| Your task |
Identify all lines of the data containing the string "vildaphoto" and copy them.
○ ○ ○ ○ ○
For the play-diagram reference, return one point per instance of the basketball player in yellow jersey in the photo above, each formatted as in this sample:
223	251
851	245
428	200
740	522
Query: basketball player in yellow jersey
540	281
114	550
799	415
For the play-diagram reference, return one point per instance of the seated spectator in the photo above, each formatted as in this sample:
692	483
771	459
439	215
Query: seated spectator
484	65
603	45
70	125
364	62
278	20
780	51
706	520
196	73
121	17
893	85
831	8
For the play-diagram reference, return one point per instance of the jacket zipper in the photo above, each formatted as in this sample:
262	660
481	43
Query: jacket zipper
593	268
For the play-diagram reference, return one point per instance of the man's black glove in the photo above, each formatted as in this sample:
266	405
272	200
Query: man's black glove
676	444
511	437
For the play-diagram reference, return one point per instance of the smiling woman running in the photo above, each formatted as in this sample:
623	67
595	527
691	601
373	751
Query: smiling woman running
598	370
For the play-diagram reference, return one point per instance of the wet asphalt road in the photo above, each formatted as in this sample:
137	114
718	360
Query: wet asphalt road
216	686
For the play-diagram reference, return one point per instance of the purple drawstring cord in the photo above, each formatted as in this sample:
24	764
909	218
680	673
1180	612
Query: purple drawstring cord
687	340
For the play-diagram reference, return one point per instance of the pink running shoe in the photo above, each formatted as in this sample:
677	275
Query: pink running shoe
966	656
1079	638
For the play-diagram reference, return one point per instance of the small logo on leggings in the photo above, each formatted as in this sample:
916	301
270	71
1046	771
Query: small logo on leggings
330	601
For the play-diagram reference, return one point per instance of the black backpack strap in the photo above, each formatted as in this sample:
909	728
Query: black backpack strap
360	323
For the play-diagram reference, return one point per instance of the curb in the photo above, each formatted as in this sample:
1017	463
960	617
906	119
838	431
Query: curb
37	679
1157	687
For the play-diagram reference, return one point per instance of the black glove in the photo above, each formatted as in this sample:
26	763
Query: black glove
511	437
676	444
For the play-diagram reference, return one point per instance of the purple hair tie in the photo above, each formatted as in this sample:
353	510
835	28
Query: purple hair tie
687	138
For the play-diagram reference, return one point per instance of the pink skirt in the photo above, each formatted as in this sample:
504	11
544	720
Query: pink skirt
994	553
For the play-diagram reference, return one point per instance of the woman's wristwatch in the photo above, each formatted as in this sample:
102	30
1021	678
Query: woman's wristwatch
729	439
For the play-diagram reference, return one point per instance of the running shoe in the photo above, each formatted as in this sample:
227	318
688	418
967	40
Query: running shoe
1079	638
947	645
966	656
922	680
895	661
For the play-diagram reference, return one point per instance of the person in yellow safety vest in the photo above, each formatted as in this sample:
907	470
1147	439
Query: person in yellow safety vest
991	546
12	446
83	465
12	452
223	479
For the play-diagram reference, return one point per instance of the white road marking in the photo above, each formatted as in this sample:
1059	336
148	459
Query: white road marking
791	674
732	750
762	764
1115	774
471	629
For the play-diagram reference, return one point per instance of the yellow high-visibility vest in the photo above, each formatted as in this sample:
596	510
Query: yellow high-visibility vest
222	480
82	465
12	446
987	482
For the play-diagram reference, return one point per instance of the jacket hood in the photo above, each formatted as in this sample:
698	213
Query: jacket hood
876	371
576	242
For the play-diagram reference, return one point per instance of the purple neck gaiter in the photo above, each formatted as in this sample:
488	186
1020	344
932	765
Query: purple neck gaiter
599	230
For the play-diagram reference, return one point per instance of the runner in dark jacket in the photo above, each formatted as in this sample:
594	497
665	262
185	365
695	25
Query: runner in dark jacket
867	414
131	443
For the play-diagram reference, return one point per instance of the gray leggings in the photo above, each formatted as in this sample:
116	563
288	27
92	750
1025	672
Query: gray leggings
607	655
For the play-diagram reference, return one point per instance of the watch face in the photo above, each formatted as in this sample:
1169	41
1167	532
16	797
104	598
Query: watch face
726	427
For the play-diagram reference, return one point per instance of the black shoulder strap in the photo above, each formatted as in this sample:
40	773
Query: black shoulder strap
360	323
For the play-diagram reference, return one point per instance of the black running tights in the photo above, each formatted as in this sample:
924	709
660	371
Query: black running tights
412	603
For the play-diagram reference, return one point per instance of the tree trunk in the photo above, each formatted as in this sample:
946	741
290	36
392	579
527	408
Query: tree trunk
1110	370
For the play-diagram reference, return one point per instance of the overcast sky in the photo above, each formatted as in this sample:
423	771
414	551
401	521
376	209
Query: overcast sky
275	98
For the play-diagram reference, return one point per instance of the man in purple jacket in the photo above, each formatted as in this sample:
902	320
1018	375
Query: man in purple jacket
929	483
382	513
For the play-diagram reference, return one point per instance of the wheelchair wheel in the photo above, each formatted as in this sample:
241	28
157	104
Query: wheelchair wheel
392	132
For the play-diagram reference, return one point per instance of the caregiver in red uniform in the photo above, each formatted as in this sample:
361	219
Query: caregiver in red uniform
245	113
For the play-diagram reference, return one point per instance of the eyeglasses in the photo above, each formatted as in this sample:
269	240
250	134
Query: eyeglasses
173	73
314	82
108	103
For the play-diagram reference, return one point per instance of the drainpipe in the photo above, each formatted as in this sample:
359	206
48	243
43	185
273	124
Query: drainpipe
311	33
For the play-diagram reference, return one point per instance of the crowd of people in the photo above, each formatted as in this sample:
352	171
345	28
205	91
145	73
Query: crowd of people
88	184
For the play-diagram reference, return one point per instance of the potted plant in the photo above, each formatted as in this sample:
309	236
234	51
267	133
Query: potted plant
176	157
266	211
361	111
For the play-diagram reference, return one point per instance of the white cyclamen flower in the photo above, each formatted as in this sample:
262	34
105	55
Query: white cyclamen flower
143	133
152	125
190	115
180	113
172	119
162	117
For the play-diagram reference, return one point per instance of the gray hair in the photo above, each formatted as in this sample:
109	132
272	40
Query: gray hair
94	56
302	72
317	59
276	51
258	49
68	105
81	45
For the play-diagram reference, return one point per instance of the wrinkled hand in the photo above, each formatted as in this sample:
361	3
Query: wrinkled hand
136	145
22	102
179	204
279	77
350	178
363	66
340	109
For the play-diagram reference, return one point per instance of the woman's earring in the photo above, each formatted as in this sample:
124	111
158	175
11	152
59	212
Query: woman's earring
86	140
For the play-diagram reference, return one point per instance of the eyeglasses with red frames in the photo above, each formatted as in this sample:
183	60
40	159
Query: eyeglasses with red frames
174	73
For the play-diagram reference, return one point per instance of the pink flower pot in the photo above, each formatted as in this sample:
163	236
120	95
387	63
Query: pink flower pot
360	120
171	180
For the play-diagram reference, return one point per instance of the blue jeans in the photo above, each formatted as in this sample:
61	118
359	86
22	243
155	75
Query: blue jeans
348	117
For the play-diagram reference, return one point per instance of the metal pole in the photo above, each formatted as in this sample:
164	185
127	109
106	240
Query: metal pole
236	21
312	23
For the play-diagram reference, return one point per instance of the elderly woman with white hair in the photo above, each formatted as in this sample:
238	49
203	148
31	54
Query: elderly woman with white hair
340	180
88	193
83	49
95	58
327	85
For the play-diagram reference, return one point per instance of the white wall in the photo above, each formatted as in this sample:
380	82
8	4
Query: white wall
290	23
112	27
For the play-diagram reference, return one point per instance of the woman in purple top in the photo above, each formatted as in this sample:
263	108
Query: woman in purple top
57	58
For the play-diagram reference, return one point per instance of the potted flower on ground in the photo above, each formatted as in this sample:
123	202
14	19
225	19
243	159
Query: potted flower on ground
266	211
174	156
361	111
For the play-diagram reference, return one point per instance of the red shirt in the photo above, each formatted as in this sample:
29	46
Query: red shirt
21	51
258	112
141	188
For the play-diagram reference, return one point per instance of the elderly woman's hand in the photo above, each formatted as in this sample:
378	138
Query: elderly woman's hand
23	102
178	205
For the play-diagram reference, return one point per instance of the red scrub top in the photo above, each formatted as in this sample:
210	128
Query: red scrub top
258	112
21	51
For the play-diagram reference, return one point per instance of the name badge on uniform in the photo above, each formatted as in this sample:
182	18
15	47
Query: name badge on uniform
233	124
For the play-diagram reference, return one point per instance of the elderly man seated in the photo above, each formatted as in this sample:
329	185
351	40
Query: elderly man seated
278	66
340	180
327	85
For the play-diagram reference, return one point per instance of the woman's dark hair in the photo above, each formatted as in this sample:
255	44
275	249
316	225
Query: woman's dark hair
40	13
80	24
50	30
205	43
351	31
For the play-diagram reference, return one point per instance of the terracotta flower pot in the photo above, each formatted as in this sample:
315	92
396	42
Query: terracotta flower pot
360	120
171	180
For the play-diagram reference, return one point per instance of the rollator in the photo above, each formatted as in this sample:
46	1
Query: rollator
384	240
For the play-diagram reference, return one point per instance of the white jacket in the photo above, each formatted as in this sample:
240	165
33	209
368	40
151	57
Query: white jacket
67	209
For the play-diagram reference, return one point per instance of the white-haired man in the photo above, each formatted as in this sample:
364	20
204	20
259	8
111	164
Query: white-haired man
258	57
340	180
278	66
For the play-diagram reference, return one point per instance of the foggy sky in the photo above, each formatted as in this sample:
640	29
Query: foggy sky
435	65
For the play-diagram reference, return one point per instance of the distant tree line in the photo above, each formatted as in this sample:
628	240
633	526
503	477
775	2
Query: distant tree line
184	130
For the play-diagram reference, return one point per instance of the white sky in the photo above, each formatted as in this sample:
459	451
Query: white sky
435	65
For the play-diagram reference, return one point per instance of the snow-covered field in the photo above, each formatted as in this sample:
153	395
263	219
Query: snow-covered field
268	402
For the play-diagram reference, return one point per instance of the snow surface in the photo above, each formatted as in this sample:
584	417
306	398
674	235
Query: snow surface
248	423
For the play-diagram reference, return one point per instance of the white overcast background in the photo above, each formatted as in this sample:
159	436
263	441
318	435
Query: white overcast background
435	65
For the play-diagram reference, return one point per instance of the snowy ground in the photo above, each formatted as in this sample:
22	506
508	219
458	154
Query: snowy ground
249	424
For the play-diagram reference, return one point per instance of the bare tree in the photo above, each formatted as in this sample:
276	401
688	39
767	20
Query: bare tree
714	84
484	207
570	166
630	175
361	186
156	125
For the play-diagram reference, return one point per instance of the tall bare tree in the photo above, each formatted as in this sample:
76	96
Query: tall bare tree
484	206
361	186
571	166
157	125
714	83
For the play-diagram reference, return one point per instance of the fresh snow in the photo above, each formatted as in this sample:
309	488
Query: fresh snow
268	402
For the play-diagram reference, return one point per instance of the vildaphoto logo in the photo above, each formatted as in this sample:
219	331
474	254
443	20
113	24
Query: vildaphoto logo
○ ○ ○ ○ ○
| Result for this exercise |
For the play-diagram reference, return one point per instance of the vildaphoto logo in the photo above, each formatted as in this sample:
Query: vildaphoto logo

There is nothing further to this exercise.